#### EXTRACT
Thursday, September 10, 2009

Week One: Almost Done

We're almost through the first week of school. Andy came home with a prize from the Prize Box. Joey's didn't (he's been barking when anxious [pretending to be Scud from Toy Story] and he barked in the library.) Week one hasn't been too bad. We had some bus issues that are resolving. Andy is enjoying riding his own bus. I ran into the special ed teacher that services the IEP kids in Andy's class, and she thinks he's doing great, following all the rules. that's a good sign. What I had to tell her is oh, by the way, he hasn't eaten his breakfast all week. We talked a lot about how Andy's breakfast is in the frog bag, but by the time he gets to school with all the excitement and distraction, he forgets. I think. I'd packed his favorite strawberry rolls in the bag and told him they are in there and everything, trying to get him to eat it. No go.

We're trying to find a rhythm, and get into the groove, as quick as we can, because the quicker the better.
########
*TASKS TO COMPLETE*.
**1.** According to the blog post, what food was packed in Andy's frog bag?
**2.** Reproduce the blog post starting with "Week One: Almost" and going on through "eat it. No go.".
#### SOURCE MATERIAL
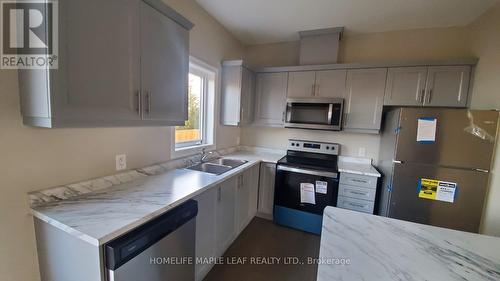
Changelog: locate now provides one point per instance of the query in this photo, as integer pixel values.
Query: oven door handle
########
*YOUR RESPONSES*.
**1.** His favorite strawberry rolls.

**2.**
Week One: Almost Done

We're almost through the first week of school. Andy came home with a prize from the Prize Box. Joey's didn't (he's been barking when anxious [pretending to be Scud from Toy Story] and he barked in the library.) Week one hasn't been too bad. We had some bus issues that are resolving. Andy is enjoying riding his own bus. I ran into the special ed teacher that services the IEP kids in Andy's class, and she thinks he's doing great, following all the rules. that's a good sign. What I had to tell her is oh, by the way, he hasn't eaten his breakfast all week. We talked a lot about how Andy's breakfast is in the frog bag, but by the time he gets to school with all the excitement and distraction, he forgets. I think. I'd packed his favorite strawberry rolls in the bag and told him they are in there and everything, trying to get him to eat it. No go.